Exercise >> Nothing but the lines from the one with "Could you indicate the suit" down to the one with "Could you indicate the black" should be returned, exactly and with both ends included, from the material below.

[[ Dataset records open ]]

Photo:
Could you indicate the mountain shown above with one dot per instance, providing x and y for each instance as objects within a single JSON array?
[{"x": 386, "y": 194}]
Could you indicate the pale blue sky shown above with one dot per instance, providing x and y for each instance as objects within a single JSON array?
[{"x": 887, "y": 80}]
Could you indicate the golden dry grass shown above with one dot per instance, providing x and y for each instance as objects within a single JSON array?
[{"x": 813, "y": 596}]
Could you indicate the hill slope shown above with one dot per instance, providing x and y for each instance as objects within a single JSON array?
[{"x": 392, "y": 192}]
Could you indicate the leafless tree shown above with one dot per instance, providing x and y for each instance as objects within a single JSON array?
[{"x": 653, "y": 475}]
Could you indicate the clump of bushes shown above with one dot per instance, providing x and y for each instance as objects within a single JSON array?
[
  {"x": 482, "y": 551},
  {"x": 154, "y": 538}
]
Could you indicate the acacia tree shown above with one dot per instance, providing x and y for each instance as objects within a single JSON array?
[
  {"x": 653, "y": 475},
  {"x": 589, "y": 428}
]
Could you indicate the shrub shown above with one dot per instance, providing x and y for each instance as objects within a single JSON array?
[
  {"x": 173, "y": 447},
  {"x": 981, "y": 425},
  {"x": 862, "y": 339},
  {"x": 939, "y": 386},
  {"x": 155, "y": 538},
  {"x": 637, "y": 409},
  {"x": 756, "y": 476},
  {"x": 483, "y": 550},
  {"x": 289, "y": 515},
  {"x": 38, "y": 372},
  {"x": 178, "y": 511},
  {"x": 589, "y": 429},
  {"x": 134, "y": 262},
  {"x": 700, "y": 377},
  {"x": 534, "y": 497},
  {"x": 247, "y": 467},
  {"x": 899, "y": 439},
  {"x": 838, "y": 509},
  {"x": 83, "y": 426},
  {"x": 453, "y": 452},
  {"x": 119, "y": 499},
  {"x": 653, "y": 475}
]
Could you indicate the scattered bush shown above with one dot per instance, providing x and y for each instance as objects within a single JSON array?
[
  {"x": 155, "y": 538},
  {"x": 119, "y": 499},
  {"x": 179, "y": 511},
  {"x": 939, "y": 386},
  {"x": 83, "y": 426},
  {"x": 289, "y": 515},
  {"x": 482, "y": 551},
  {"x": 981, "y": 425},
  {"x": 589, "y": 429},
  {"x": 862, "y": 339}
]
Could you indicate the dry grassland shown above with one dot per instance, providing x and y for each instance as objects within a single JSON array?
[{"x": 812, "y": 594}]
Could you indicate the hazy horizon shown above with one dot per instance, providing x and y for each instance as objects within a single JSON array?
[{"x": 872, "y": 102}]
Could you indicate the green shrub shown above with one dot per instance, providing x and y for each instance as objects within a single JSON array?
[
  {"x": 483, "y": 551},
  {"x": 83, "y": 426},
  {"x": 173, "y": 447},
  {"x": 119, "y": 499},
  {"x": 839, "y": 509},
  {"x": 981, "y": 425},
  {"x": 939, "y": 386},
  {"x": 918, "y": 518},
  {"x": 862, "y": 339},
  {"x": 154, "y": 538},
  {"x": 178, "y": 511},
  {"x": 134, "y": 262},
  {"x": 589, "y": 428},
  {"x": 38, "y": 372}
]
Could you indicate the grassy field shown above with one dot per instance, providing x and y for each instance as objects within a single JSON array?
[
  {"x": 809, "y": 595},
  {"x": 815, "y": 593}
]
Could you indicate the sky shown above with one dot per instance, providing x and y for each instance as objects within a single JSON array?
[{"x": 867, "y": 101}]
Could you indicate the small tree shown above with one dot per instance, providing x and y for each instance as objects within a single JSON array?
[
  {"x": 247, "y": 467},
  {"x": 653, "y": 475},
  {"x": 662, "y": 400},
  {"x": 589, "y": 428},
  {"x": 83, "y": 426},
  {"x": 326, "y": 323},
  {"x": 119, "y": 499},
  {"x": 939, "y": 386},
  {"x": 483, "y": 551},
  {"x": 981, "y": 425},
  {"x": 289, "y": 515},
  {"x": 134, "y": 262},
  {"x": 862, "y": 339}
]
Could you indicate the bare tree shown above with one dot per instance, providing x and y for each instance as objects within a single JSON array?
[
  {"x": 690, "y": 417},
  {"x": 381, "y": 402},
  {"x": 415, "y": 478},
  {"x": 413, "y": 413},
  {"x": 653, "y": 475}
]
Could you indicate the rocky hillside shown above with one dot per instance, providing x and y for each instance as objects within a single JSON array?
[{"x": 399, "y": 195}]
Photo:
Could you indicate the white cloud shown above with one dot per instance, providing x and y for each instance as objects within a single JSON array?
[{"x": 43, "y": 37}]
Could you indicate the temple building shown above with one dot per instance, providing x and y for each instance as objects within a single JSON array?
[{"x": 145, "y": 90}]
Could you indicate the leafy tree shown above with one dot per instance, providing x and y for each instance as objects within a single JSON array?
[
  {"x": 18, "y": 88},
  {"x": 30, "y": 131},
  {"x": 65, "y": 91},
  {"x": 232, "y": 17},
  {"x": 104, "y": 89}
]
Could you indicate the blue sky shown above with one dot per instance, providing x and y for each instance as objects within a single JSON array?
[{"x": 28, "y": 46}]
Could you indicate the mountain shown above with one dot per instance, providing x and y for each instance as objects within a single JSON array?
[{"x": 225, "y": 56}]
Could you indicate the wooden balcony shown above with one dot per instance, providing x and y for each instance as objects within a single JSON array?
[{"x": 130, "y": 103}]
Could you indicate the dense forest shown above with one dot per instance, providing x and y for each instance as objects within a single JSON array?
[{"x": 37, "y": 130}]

[[ Dataset records closed ]]
[[ Dataset records open ]]

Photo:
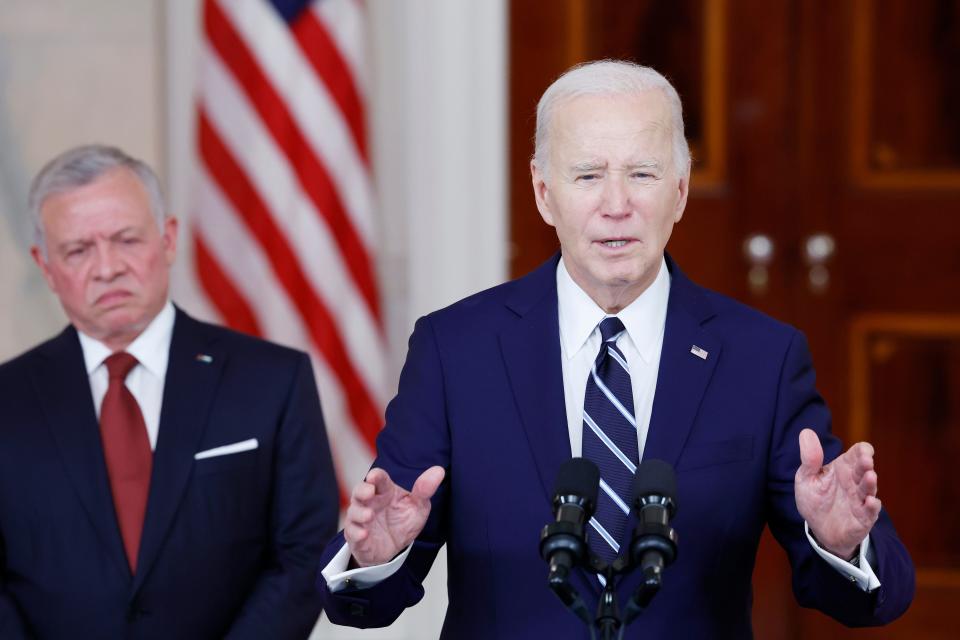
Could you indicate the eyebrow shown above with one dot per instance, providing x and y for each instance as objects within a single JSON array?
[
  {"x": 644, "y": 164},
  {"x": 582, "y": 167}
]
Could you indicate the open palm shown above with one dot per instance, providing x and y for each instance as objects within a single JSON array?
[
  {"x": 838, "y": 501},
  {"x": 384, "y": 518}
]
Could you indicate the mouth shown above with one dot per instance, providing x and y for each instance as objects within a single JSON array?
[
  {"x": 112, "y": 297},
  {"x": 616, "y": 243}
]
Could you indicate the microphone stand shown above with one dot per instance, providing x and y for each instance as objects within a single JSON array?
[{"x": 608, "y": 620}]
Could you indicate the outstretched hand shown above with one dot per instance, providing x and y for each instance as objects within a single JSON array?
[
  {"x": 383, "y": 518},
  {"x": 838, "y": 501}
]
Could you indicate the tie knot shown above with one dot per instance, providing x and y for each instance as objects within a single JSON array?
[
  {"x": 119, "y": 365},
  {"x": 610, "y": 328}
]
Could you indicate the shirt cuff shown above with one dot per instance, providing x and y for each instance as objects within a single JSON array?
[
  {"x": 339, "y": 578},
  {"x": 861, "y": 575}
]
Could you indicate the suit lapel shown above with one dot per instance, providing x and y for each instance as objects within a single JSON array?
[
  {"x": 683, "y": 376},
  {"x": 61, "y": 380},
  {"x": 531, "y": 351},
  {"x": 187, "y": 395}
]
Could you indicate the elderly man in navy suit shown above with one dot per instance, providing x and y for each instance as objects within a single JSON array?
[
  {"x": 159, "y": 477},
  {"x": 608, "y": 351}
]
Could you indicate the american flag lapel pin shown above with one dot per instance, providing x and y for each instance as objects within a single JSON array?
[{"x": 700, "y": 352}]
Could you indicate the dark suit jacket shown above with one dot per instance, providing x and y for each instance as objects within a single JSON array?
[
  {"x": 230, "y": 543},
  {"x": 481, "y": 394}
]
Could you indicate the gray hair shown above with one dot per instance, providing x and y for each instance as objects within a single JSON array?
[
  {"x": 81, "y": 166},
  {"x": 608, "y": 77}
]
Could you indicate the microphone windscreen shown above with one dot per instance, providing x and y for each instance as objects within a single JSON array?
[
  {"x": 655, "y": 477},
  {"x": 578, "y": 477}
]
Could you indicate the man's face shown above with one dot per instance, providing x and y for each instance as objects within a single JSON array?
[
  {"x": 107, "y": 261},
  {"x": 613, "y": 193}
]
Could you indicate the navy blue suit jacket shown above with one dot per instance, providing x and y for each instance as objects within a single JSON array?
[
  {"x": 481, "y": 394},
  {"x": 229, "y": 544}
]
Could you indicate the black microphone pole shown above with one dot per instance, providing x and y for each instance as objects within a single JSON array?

[[ Dataset records closed ]]

Reply >>
Could you indicate the suit lapel shown above with one dot per instance, providing x and y for each instance as objects within a single JSON array?
[
  {"x": 683, "y": 376},
  {"x": 61, "y": 380},
  {"x": 531, "y": 351},
  {"x": 187, "y": 395}
]
Could you indicate the elderly man in navy suit shown above with one dot per instance, providing x and y for each instance as objects within a single JSON array?
[
  {"x": 159, "y": 477},
  {"x": 608, "y": 351}
]
Could you indicate the american flag lapel pin shown above with one dot per instance, providing x and y for each instance as objects within a single JSON array?
[{"x": 700, "y": 352}]
Could you indicate the dark suit jacket shown above with one dot per instance, providing x and y for each instance as objects within a single JSON array?
[
  {"x": 230, "y": 543},
  {"x": 481, "y": 394}
]
Could you indicate the gray hair shown above with one dot per instance, providing x and y for each instance as objects within a single JSON array?
[
  {"x": 81, "y": 166},
  {"x": 608, "y": 77}
]
Could you indicate the microphone windscreen shown above with one dot per instance, providing x and y for each instance as objects within a single JSON array?
[
  {"x": 655, "y": 477},
  {"x": 578, "y": 477}
]
Could you indicate the man's face shown above with one dot per instance, providing x and y for each instance as objects within a single JSON array?
[
  {"x": 107, "y": 261},
  {"x": 613, "y": 193}
]
Could you indicate the navy blue suit jacket shown above with one dot per instance, providing x and y for each instance as objects within a single JSON array?
[
  {"x": 481, "y": 394},
  {"x": 229, "y": 544}
]
Could you indicate the black microphone pole shown above with one dot per instance, providing x and y for each instance as objects within a single JSON array?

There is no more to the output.